List every line of the rows below that contains the word "slash", matching case exactly.

─── THE DATA

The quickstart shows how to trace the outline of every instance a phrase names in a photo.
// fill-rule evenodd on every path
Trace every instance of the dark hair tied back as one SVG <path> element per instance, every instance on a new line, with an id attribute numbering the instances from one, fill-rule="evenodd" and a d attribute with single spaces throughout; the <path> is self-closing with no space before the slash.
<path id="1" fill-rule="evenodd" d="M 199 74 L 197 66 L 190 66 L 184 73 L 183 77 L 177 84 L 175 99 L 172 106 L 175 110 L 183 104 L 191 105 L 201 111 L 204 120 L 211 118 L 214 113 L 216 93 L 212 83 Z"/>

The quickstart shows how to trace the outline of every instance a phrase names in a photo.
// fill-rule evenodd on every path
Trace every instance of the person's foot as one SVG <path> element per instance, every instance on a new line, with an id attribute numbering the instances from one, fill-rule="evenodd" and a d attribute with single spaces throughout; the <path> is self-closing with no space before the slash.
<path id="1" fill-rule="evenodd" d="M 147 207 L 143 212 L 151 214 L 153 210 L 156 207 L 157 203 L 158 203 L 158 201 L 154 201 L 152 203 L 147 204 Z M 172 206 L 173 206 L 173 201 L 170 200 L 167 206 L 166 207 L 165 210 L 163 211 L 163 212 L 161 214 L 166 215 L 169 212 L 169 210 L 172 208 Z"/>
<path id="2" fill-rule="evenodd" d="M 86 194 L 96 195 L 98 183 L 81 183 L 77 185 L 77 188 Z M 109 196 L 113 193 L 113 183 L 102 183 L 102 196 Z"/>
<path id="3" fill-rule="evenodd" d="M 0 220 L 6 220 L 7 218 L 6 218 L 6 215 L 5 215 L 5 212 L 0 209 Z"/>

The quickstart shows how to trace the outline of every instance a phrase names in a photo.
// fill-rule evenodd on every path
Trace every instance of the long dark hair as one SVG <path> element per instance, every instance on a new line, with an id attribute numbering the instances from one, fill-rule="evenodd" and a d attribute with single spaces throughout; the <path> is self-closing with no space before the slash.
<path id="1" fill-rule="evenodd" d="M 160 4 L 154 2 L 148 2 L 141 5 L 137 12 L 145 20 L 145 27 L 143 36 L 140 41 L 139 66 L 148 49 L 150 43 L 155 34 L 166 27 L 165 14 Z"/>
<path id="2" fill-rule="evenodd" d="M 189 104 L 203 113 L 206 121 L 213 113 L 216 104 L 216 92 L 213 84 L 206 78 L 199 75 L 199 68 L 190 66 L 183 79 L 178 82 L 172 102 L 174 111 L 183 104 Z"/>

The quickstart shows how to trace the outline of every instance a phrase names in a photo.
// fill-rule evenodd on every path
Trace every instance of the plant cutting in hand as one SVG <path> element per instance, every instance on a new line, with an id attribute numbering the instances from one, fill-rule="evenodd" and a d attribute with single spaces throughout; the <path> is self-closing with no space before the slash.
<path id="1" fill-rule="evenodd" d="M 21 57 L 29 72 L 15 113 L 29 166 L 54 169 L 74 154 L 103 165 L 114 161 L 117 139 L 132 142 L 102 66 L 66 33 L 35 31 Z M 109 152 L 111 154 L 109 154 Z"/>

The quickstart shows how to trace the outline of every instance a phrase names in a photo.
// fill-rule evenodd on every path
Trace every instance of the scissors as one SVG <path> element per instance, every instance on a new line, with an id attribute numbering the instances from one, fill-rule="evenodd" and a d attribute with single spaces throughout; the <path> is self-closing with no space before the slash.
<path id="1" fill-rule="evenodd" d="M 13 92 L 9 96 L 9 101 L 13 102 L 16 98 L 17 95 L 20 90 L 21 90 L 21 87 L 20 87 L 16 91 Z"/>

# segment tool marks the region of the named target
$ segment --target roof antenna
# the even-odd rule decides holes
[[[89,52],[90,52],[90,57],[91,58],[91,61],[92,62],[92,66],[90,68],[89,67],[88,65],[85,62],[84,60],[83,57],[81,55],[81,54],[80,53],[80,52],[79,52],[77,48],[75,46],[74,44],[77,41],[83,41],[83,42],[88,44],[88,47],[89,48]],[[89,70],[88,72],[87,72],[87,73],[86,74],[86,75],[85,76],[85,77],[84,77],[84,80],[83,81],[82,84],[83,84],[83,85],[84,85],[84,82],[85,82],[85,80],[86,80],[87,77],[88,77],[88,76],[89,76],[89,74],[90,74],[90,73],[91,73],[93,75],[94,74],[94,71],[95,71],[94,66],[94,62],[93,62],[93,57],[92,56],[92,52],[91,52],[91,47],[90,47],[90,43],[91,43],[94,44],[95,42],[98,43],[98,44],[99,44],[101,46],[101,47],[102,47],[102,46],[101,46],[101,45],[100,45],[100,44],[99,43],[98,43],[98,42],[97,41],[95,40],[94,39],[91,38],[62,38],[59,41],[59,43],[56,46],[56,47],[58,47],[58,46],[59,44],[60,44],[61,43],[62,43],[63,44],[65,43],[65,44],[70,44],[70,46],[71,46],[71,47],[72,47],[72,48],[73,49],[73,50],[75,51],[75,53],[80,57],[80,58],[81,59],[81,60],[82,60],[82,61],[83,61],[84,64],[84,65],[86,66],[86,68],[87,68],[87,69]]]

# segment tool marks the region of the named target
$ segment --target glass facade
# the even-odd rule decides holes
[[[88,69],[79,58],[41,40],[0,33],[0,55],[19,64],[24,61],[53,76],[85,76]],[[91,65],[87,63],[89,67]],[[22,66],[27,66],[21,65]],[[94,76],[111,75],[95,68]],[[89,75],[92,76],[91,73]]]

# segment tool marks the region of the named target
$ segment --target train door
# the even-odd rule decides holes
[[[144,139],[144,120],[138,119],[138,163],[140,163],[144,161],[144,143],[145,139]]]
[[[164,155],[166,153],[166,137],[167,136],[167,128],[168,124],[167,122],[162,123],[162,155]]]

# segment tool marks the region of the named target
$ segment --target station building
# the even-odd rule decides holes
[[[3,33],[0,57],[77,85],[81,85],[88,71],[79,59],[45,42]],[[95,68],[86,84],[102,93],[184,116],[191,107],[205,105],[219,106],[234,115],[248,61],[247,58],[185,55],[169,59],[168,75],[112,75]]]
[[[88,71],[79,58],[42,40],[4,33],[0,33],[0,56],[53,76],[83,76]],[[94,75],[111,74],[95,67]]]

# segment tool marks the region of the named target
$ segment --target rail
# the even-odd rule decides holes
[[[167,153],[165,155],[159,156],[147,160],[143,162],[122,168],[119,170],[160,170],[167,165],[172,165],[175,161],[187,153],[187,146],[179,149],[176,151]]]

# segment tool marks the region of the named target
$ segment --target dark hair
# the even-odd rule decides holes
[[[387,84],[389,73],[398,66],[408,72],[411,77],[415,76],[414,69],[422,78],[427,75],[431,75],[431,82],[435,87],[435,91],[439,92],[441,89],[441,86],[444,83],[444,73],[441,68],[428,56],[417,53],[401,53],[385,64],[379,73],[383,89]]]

──────

§ EXERCISE RESPONSE:
Trace every instance of the dark hair tied back as one SVG <path> element per instance, every instance on a new line, with an id attribute numbering the instances from one, fill-rule="evenodd" and a d attribute with single spaces throughout; the <path> is self-closing with no space before the slash.
Trace every instance of the person's foot as one SVG <path> element per instance, every instance on a new line, with an id attribute numbering the instances from one, fill-rule="evenodd" and a d attribute with single spaces throughout; the <path> is self-closing with no space before the slash.
Trace every instance of the long dark hair as one SVG <path> element per instance, every instance on a new line, with an id attribute numbering the instances from one, fill-rule="evenodd" and a d attribute with single spaces throughout; the <path> is self-closing with no space before the slash.
Trace every instance of the plant cutting in hand as one SVG <path> element per instance, every instance on a new line, with an id attribute numbering the instances from one, fill-rule="evenodd" and a d attribute with single spaces throughout; the <path> is self-closing with no space before the slash.
Trace every instance of the scissors as one SVG <path> element per instance, every instance on a new line, with an id attribute numbering the instances from one, fill-rule="evenodd" and a d attribute with single spaces throughout; the <path> is self-closing with no space before the slash.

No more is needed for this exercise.